::: Extract to read :::
The Earth has a 'weak' gravitational force which allows us to stand and jump yet it has a powerful enough force to pull the Moon.
The Sun has a massive gravitational force which can pull all the planets, moons,comets, ect, but yet something as small as a space ship or satellite can just fly around without being pulled into the sun.
A man can get out of his ship and work and will not be pulled into any planet or star.
Distance you tell me ?
If you have a magnet and a large and small piece of metal wouldn't you be able to pull the small piece from a futher distance ?
On space scale people and space ships are less then an grain of salt in comparison with worlds and stars.
If the sun can pull Jupiter or lets say Pluto 'a block of ice' into slow orbit from billions and billions of miles away wouldn't anything as small as us be spun around the sun at inconceivable speeds or be pulled into the Sun out right ?
2007-12-24 07:35:44 · 9 answers · asked by Darren 2 in Science & Mathematics ➔ Astronomy & Space
Thank you to all, I don't know why I didn't think of some of this before.
2007-12-26 08:37:23 · update #1
Earth has a 'weak' gravitational force vs. the sun, but the gravitational pull of a body increase as distance to that body decreases.
Earth being closer, we are affected more by the Earth's gravity than the sun's. Same goes for the Moon-closer proximity=greater effect. However both the Sun's & the Moon's gravity does effect on the Earth, said effect most demonsrated by the tides.
::: Supplied material :::
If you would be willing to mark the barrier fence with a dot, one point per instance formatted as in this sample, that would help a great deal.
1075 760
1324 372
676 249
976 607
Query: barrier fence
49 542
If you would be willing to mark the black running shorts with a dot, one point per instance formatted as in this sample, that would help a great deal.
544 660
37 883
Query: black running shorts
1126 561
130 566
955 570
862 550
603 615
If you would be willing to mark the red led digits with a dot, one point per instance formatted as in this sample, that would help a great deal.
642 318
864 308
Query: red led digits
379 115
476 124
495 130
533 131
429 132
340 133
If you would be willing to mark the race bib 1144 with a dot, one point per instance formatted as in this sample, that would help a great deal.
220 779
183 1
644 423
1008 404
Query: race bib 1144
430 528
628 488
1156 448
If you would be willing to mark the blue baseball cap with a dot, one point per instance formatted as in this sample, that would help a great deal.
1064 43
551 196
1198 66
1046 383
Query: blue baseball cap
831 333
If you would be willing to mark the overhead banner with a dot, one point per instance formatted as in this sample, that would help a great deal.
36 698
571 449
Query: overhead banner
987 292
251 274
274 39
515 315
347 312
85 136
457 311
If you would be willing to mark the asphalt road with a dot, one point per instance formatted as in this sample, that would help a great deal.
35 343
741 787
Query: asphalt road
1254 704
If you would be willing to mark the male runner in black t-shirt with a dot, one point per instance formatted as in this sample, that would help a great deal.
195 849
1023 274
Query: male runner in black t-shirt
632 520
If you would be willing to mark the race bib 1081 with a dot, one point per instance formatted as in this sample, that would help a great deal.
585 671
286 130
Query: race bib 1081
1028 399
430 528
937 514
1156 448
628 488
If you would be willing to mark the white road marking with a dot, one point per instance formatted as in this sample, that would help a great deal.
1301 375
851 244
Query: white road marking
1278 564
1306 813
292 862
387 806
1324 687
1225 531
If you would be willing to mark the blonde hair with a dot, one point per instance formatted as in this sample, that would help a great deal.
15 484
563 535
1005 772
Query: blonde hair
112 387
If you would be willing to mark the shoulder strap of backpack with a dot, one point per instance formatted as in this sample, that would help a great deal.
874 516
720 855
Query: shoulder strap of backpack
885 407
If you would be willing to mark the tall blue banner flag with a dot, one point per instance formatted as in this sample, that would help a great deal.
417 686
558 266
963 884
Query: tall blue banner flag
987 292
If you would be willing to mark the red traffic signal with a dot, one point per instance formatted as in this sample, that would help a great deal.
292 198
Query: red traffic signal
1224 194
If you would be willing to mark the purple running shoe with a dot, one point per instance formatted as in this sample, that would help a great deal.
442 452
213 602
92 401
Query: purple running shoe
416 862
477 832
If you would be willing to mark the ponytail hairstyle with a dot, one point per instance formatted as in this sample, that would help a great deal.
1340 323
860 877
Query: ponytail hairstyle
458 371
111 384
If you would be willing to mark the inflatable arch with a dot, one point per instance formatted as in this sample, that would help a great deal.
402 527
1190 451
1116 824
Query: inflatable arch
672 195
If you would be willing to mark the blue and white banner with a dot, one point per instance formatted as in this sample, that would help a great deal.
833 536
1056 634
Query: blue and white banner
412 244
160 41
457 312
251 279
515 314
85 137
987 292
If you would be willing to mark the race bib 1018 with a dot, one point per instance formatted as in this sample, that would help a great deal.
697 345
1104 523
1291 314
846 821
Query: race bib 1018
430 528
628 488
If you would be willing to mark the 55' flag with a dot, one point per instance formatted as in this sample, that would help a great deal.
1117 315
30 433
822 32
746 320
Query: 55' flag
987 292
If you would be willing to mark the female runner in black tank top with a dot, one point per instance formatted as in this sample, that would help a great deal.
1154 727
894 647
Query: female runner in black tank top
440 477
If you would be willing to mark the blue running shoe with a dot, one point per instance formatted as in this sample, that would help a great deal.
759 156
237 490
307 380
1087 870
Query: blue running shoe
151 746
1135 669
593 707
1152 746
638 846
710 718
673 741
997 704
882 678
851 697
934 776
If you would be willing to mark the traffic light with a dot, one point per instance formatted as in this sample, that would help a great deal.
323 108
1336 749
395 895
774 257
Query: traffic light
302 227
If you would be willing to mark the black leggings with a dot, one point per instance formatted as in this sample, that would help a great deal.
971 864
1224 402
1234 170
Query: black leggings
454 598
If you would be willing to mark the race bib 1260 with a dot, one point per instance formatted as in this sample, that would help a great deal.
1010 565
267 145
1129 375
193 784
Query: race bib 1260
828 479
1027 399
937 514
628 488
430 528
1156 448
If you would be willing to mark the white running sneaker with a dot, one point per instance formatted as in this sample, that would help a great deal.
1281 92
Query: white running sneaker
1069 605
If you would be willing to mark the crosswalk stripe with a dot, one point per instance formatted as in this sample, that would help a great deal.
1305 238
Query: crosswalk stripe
:::
* [Tasks]
[A] Reproduce the part of the gravity thread that opens with the words containing "A man can get" and ends with "out right ?", word for word.
[B] Return every line of the records that contains the string "fence", matching its case exactly.

* [Outputs in order]
[A]
A man can get out of his ship and work and will not be pulled into any planet or star.
Distance you tell me ?
If you have a magnet and a large and small piece of metal wouldn't you be able to pull the small piece from a futher distance ?
On space scale people and space ships are less then an grain of salt in comparison with worlds and stars.
If the sun can pull Jupiter or lets say Pluto 'a block of ice' into slow orbit from billions and billions of miles away wouldn't anything as small as us be spun around the sun at inconceivable speeds or be pulled into the Sun out right ?

[B]
If you would be willing to mark the barrier fence with a dot, one point per instance formatted as in this sample, that would help a great deal.
Query: barrier fence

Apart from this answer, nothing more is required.